■ **Document passage**:
════

US mission to Iran confirmed
From correspondents in Washington
31jan04
A GROUP of US congressional aides is to go to Iran in February on the first official US visit there since the 1979 Islamic revolution.
Senator Arlen Specter, a Pennsylvania Republican, today said the visit could set the stage for a later mission by US lawmakers.
The senator, who met the Iranian ambassador to the United Nations, Mohammad Javad Zarif, on Wednesday said: "The delegation is confirmed, they are going next month." He gave no exact date.
"The Iranian government is not willing to have government to government talks but they feel comfortable with a step at a time," he added.
"They are skittish about going too far and we have gotten to the point where they will accept a small delegation of staffers.
"I think that will set the stage for meetings with parliamentarians and I think we are laying the groundwork for trying to improve relations with Iran, which would be a big boost."
The United States severed relations with the Islamic government in Iran in 1980 following a crisis over hostages seized from the US embassy in Tehran. Only two years ago President George W. Bush said that Iran was part of a weapons proliferating "Axis of Evil" along with Iraq and North Korea.
But while the United States has expressed concern about Iran's suspected nuclear weapons research, relations have shown signs of a thaw.
The United States provided relief assistance to the Iranian city of Bam, devastated by an earthquake in December, and proposed sending a high-level humanitarian delegation to Tehran.
While appreciative of the US earthquake aid, Tehran said the visit of a delegation, that would have been led by Senator Elizabeth Dole and could have included a member of the Bush family, was best delayed.
Specter was among a group of US lawmakers who met Iran's UN ambassador on Friday. Dennis Hastert, the leader of the Republican majority in the House of Representatives, was also present.
Specter said the discussions were "fruitful".
"We talked about terrorism, we talked about co-operation against al-Qaeda. We talked about their nuclear programme."
Zarif's appearance in Washington was a significant gesture. He is basically confined to New York, where the United Nations has its headquarters, and was refused past requests for permission to travel outside the city.
Last Friday, Iran's Foreign Minister Kamal Kharazi met Senator Joseph Biden, the ranking Democrat on the Senate Foreign Relations Committee, at the World Economic Forum in Davos, Switzerland.
The State Department said today that the Bush administration would not oppose any trip by US lawmakers to Iran.
"In general, we've always encouraged people-to-people exchanges with Iran," spokesman Richard Boucher said.
"We certainly encourage congressional travel in general. It sounds like it would be fine with us, if that's what they decide to do."
A senior State Department official said later that if such a delegation did travel to Iran, the administration would expect the lawmakers to raise US concerns about Tehran's support for anti-Israel groups, its opposition to the Middle East peace process, human rights and its alleged pursuit of nuclear weapons.
In Tehran, the Iranian foreign ministry confirmed that Zarif had met several members of the US Congress, delivering a speech and then having dinner and talks on "regional and international questions".
http://www.theaustralian.news.com.au/printpage/0,5942,8544443,00.html
Iran hardliners revoke a third of poll bans
By Parinoosh Arami
TEHRAN (Reuters) - Iran's hardline Guardian Council on Friday lifted bans on only a third of the candidates it barred from next month's parliamentary polls and refused demands to postpone an election some reformists are calling a sham.

════

■ **Supplied material**:
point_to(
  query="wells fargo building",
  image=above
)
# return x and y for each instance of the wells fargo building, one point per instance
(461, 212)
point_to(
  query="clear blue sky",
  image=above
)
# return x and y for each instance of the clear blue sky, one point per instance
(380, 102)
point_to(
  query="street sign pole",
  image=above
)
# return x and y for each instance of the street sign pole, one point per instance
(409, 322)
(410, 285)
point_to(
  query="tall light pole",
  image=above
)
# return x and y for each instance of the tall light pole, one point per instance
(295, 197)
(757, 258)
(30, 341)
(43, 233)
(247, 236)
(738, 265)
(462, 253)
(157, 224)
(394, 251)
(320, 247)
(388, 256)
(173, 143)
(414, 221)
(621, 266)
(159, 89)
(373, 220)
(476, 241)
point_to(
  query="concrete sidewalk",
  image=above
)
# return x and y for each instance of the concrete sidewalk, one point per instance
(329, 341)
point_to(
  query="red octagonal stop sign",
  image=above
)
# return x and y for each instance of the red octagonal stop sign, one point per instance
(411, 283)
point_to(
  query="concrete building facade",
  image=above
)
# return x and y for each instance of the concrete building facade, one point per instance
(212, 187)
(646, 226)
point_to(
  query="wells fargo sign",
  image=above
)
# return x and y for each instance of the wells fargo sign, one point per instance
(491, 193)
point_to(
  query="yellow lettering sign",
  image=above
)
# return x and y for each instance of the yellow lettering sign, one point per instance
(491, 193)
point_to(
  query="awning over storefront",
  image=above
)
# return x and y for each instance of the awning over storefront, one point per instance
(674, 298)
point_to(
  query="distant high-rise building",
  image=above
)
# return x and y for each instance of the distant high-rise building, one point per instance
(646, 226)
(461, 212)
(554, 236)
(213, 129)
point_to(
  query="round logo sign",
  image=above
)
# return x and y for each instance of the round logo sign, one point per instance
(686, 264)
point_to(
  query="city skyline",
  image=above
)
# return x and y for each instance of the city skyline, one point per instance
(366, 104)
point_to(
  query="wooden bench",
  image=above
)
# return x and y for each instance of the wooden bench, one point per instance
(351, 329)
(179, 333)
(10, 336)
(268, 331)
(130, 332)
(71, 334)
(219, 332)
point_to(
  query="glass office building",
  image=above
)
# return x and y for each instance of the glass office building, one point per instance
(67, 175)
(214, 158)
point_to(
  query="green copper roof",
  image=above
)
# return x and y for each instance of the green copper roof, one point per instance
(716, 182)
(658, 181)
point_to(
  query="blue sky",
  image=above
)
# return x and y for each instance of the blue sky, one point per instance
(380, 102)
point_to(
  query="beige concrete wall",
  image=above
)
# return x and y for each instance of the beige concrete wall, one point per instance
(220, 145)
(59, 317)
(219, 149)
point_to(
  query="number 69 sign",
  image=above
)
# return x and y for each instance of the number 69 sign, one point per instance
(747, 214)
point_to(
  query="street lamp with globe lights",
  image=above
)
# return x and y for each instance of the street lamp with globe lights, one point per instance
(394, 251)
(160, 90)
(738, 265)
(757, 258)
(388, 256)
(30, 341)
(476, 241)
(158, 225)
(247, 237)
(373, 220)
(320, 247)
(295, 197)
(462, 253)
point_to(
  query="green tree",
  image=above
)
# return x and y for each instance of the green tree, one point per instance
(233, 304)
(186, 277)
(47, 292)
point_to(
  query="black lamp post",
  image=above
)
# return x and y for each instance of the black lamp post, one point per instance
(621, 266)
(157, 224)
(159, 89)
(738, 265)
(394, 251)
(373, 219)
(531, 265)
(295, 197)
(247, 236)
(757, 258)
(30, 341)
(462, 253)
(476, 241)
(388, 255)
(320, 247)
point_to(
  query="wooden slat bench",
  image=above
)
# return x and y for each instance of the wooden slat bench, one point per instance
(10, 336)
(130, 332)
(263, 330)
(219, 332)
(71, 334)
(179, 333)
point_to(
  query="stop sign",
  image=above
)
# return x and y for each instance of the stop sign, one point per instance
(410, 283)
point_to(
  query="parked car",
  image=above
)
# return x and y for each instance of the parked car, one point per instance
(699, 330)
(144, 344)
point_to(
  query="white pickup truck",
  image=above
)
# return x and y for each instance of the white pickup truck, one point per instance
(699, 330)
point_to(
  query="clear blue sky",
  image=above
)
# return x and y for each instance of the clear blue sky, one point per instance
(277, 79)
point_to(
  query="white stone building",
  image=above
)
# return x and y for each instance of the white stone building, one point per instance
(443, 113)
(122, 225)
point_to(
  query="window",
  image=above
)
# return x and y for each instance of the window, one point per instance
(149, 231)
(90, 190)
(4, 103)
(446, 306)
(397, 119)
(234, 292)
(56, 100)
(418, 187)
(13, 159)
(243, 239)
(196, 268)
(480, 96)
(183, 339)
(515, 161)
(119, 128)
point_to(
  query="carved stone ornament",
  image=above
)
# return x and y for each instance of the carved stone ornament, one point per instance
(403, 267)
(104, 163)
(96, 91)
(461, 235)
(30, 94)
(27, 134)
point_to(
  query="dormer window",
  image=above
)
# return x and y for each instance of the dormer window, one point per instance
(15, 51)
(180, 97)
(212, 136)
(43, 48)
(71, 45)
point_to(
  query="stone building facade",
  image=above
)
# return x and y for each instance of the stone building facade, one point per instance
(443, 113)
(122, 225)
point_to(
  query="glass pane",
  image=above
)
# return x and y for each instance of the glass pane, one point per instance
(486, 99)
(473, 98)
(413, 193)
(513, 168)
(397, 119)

════

■ **Tasks to perform**:
A: In the Iran news text, list each concern that the senior State Department official said lawmakers visiting Iran would be expected to raise.
B: Extend the Iran news text by a few paragraphs, picking up right after its final sentence.

■ **Responses**:
A:
- Tehran's support for anti-Israel groups
- Its opposition to the Middle East peace process
- Human rights
- Its alleged pursuit of nuclear weapons

B:
The council's decision could help split the reformist camp and still not give President Mohammad Khatami's allies enough candidates to be able to win another majority in the assembly.
The 12-man conservative watchdog had banned almost half of the 8,200 hopefuls for the February 20 vote, most of them Khatami allies and 80 of them deputies in the 290-seat parliament.
"More than 1,160 were reinstated," said a Guardian Council statement read out on state television. Some 3,300 out of 3,600 candidates banned by the council had appealed the decision.
Parliamentarian Ali Tajernia said none of the well known liberal firebrands had been cleared to run. "Those who have been approved are those who will not aid a competitive election," he told Reuters.
Reformist deputies have kept up a nearly three-week sit-in protest at parliament, cabinet ministers, vice-presidents and provincial governors have threatened to resign en masse and the Interior Ministry called for the polls to be postponed.
But the unelected council's six clerics and six Islamic lawyers were unmoved.
"The issue of postponement was discussed and was not agreed," Guardian Council chief Ayatollah Ahmad Jannati wrote on the watchdog's Web site.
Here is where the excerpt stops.